**Job 1**
Rewrite the paragraph of the abstract that begins "Crystal structures are rightly deemed" as a shorter version that keeps its main facts.

**Text**
Session III: Chair Simon Coles

13:00-13:30 Carl Schwalbe Correcting the public record of chemical crystallography science Abstract

[Carl Schwalbe]

Carl Schwalbe
Cambridge Crystallographic Data Centre, 12 Union Road, Cambridge CB2 1EZ, UK; School of Life & Health Sciences, Aston University, Birmingham B4 7ET, UK. Email:}

Crystal structures are rightly deemed the 'gold standard' for small-molecule structure determination. The comprehensive tests embodied in checkCIF should highlight errors prior to deposition or publication. Nevertheless, errors appear even in some recent structures [1]. While the increasingly frequent deposition of structure factors along with CIFs enables retrospective detection and correction, many entries in the Cambridge Structural Database lack them; and geometrical features can provide the best clue to problems.

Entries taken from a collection
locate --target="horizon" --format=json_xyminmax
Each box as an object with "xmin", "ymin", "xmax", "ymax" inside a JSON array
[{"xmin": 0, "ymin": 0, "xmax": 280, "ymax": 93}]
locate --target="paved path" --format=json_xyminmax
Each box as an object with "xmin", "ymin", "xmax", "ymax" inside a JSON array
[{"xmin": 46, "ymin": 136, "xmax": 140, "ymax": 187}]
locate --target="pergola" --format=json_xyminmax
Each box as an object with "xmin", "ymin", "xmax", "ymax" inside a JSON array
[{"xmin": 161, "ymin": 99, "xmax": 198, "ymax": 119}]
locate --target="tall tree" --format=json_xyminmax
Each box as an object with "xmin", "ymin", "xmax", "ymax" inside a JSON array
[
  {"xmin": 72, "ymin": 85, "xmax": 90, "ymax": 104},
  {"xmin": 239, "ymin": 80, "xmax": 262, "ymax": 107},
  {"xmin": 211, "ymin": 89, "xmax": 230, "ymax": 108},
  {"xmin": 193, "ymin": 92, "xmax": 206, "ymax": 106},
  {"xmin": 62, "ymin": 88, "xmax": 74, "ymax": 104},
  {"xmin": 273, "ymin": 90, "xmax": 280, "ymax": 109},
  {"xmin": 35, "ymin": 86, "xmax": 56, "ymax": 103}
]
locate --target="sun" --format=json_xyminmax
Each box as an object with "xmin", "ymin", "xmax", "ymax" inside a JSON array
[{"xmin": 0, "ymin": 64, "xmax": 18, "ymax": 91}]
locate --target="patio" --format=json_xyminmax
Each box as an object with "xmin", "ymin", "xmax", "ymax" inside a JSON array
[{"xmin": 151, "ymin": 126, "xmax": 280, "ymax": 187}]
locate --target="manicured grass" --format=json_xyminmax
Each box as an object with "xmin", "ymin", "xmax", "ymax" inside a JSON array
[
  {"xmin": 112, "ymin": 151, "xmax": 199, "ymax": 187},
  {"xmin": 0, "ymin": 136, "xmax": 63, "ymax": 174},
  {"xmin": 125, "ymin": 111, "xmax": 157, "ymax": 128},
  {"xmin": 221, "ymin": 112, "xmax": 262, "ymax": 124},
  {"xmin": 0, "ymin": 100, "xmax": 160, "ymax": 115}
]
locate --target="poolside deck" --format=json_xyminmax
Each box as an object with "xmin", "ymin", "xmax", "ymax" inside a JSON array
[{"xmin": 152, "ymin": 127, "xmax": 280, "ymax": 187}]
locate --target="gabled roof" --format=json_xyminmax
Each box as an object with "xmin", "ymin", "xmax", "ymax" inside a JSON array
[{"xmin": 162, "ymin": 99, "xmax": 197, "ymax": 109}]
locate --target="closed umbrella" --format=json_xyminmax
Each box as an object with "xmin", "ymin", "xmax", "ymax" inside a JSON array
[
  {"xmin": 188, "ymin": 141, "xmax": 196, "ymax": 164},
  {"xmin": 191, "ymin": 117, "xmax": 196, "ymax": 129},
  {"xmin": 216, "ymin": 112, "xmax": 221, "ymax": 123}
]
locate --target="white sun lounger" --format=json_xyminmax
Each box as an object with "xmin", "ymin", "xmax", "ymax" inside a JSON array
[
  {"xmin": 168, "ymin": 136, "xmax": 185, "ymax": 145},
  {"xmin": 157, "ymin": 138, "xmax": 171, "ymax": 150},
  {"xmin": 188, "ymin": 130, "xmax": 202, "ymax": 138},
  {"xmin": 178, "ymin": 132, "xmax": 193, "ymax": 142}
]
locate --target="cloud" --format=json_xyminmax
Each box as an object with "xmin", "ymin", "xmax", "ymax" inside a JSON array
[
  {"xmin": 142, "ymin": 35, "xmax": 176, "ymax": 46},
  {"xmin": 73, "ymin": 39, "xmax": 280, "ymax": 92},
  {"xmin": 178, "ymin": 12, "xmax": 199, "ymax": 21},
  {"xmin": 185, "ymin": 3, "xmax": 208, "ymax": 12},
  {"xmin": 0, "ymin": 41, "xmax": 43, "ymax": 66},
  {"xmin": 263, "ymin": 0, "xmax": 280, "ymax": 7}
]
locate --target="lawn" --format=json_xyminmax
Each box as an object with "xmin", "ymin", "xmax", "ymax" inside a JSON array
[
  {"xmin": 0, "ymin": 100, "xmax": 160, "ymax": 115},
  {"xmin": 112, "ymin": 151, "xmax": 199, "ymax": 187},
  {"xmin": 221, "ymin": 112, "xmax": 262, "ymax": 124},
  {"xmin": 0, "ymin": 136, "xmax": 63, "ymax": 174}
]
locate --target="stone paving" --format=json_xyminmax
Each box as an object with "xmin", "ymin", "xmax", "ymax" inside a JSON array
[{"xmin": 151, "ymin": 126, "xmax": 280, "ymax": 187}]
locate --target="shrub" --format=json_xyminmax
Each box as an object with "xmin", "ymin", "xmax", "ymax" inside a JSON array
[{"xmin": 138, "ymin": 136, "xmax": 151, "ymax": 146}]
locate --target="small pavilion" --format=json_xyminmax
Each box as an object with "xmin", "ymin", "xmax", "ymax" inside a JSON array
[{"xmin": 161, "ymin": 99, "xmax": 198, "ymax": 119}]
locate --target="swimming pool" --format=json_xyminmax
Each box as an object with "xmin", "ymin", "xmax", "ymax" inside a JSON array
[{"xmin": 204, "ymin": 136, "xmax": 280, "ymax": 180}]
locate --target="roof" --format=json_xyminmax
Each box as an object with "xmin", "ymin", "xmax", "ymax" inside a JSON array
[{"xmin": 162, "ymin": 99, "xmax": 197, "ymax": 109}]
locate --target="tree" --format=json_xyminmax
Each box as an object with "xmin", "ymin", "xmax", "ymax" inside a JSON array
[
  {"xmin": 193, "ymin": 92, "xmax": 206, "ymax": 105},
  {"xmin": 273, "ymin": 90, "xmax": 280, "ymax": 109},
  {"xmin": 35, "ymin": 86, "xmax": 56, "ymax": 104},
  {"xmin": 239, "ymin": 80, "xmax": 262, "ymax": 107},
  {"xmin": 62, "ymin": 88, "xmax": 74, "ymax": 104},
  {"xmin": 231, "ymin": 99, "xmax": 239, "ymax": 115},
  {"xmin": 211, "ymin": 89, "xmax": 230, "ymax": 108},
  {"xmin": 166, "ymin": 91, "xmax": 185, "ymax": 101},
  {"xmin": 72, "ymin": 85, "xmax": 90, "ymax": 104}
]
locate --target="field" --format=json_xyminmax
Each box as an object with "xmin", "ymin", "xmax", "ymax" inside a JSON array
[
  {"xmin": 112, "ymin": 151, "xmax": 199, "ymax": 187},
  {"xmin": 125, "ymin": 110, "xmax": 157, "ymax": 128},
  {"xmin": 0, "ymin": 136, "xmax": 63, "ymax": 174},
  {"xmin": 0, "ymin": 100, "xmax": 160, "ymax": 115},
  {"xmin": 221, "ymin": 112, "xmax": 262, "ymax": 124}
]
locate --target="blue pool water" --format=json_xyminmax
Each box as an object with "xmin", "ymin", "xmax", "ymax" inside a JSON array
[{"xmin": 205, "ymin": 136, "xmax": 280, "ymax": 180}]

**Job 2**
Collect every line of the entries that contains the word "tree".

**Exercise answer 1**
Crystal structures are considered the "gold standard" for determining small-molecule structures, and checkCIF's comprehensive tests should catch errors before deposition or publication. Even so, errors still turn up in some recent structures. Depositing structure factors with CIFs, which is increasingly common, allows errors to be detected and corrected afterward. However, many Cambridge Structural Database entries lack structure factors, so geometrical features may offer the best clue to problems.

**Exercise answer 2**
locate --target="tall tree" --format=json_xyminmax
locate --target="tree" --format=json_xyminmax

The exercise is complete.